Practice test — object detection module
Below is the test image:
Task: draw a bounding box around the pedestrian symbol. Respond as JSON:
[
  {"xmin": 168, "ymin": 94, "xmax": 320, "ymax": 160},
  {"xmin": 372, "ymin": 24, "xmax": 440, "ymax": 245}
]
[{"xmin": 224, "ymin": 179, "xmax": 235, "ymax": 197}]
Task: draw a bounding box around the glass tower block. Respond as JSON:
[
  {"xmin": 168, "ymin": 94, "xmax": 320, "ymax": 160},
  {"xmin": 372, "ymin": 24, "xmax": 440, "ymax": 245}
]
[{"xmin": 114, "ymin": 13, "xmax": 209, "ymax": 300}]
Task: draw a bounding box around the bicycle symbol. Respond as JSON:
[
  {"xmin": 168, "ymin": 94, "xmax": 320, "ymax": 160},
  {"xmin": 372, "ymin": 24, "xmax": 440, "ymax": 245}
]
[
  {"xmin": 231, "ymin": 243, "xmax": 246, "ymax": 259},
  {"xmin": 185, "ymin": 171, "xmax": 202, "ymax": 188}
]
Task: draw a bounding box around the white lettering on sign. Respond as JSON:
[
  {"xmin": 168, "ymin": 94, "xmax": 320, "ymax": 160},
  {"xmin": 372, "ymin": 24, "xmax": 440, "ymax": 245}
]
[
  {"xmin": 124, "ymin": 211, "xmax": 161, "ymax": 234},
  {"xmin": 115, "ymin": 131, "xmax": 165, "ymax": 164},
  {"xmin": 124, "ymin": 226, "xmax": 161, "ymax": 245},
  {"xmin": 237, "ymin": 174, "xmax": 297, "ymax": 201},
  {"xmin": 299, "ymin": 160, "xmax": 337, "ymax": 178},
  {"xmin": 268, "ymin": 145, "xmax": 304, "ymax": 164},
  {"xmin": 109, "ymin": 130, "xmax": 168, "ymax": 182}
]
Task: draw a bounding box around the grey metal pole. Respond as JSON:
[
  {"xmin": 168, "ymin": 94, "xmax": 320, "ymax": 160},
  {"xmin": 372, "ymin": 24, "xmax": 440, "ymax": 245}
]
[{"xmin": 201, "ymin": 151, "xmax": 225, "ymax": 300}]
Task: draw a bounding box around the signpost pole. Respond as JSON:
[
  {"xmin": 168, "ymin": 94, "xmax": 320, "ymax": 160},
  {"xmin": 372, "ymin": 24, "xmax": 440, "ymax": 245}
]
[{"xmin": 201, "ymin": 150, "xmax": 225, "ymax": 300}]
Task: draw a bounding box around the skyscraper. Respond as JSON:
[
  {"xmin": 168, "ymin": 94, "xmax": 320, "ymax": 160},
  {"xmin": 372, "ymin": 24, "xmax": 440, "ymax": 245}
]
• • •
Without altering anything, print all of the data again.

• [Answer below]:
Practice test — object detection module
Below is the test image:
Task: draw a bounding box around the pedestrian symbol. Respond as JSON:
[
  {"xmin": 168, "ymin": 94, "xmax": 320, "ymax": 160},
  {"xmin": 372, "ymin": 24, "xmax": 440, "ymax": 245}
]
[{"xmin": 224, "ymin": 179, "xmax": 235, "ymax": 197}]
Task: draw a bounding box around the glass tower block. Respond as JSON:
[
  {"xmin": 168, "ymin": 94, "xmax": 320, "ymax": 160},
  {"xmin": 372, "ymin": 24, "xmax": 440, "ymax": 245}
]
[{"xmin": 114, "ymin": 13, "xmax": 209, "ymax": 300}]
Task: draw a bounding box around the bicycle symbol. Respond as JSON:
[
  {"xmin": 168, "ymin": 94, "xmax": 320, "ymax": 160},
  {"xmin": 372, "ymin": 24, "xmax": 440, "ymax": 245}
]
[
  {"xmin": 231, "ymin": 243, "xmax": 246, "ymax": 259},
  {"xmin": 185, "ymin": 171, "xmax": 202, "ymax": 188}
]
Task: draw a bounding box around the white lettering on sign. Respond as JSON:
[
  {"xmin": 168, "ymin": 94, "xmax": 320, "ymax": 160},
  {"xmin": 372, "ymin": 24, "xmax": 440, "ymax": 245}
]
[
  {"xmin": 124, "ymin": 211, "xmax": 161, "ymax": 234},
  {"xmin": 115, "ymin": 131, "xmax": 165, "ymax": 164},
  {"xmin": 124, "ymin": 226, "xmax": 161, "ymax": 245},
  {"xmin": 237, "ymin": 174, "xmax": 297, "ymax": 201},
  {"xmin": 299, "ymin": 160, "xmax": 337, "ymax": 178},
  {"xmin": 268, "ymin": 145, "xmax": 304, "ymax": 164},
  {"xmin": 109, "ymin": 130, "xmax": 168, "ymax": 182}
]
Task: draw a bounding box around the grey metal pole. Respond as JSON:
[
  {"xmin": 168, "ymin": 94, "xmax": 320, "ymax": 160},
  {"xmin": 372, "ymin": 24, "xmax": 440, "ymax": 245}
]
[{"xmin": 201, "ymin": 151, "xmax": 225, "ymax": 300}]
Task: draw a bounding box around the signpost pole. Respond as JSON:
[
  {"xmin": 168, "ymin": 94, "xmax": 320, "ymax": 160},
  {"xmin": 372, "ymin": 24, "xmax": 440, "ymax": 245}
]
[{"xmin": 201, "ymin": 150, "xmax": 225, "ymax": 300}]
Task: draw a bounding box around the skyscraper. Respond as JSON:
[
  {"xmin": 168, "ymin": 94, "xmax": 320, "ymax": 160},
  {"xmin": 372, "ymin": 24, "xmax": 440, "ymax": 245}
]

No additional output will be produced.